Your goal :: Each line of the records below that holds "petal" should be copied out.

Material shown ::
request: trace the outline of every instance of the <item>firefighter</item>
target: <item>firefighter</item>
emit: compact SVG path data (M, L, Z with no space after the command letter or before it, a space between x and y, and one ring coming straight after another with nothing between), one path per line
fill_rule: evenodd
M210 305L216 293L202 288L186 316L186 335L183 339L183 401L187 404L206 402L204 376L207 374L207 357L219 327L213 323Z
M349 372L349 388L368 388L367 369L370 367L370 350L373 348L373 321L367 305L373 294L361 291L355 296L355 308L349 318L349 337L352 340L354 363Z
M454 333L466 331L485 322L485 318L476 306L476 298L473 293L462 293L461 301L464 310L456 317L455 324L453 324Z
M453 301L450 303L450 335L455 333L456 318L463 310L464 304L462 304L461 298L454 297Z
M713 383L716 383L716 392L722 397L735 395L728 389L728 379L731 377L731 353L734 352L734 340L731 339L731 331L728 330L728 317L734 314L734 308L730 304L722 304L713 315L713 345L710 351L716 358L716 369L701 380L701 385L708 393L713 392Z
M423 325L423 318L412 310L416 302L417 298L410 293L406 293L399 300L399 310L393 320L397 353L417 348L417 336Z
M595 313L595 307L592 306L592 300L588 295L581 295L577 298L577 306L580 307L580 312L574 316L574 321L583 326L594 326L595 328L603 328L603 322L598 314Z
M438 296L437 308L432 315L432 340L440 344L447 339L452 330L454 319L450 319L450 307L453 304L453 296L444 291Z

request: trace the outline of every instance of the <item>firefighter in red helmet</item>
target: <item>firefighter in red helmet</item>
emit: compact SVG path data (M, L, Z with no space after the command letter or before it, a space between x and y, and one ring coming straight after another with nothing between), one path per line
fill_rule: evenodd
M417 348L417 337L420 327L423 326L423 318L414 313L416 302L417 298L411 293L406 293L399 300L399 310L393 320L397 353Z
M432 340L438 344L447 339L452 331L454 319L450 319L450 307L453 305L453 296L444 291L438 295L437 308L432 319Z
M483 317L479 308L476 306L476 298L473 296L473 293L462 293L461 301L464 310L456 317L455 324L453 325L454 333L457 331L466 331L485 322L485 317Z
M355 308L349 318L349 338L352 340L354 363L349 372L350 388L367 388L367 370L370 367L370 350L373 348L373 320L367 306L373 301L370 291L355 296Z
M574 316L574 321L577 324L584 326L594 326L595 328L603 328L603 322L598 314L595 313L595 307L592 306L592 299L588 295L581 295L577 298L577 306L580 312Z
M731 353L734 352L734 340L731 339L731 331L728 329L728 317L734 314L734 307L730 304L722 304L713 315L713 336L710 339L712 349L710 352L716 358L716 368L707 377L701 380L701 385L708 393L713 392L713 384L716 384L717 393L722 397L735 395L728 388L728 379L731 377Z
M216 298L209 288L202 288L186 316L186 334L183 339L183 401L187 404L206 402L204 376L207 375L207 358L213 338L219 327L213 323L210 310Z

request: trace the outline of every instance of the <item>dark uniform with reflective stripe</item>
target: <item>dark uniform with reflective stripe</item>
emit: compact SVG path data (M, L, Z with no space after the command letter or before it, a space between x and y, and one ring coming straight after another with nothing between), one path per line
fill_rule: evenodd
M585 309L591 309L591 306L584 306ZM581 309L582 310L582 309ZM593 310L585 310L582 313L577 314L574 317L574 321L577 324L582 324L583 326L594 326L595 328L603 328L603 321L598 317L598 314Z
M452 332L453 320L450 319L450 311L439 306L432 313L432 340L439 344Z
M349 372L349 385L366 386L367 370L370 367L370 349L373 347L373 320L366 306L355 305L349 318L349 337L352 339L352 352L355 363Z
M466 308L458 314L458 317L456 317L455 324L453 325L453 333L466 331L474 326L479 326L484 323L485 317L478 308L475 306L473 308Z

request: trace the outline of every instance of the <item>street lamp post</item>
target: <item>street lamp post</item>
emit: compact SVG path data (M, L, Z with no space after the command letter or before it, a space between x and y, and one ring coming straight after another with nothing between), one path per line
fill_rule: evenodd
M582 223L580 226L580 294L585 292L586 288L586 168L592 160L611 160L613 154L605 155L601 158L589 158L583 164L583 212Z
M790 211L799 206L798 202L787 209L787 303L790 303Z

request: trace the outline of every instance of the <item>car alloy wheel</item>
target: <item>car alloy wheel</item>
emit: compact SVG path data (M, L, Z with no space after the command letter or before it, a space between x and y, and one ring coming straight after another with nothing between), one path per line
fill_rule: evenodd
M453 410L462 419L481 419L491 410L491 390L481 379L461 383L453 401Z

---

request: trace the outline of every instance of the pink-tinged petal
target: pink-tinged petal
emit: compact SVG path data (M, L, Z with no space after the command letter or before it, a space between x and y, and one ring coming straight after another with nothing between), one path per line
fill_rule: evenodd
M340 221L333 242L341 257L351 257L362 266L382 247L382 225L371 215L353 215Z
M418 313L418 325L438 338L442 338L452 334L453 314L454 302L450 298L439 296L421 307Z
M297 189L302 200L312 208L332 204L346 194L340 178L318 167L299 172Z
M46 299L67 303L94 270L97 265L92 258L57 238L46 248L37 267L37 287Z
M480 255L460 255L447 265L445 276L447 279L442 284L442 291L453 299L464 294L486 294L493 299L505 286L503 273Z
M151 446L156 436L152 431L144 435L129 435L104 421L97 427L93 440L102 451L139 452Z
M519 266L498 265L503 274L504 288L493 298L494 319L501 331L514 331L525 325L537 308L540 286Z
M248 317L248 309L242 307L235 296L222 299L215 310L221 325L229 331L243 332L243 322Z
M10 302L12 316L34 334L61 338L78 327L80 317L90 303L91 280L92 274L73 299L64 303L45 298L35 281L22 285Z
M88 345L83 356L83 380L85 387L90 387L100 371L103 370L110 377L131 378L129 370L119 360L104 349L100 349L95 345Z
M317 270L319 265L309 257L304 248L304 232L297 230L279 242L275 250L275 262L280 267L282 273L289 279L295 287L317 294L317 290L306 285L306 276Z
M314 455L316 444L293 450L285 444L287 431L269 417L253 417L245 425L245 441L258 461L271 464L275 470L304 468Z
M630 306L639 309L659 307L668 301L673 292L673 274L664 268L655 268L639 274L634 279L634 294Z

Task response ::
request: trace the outline of every instance of the pink-tinged petal
target: pink-tinged petal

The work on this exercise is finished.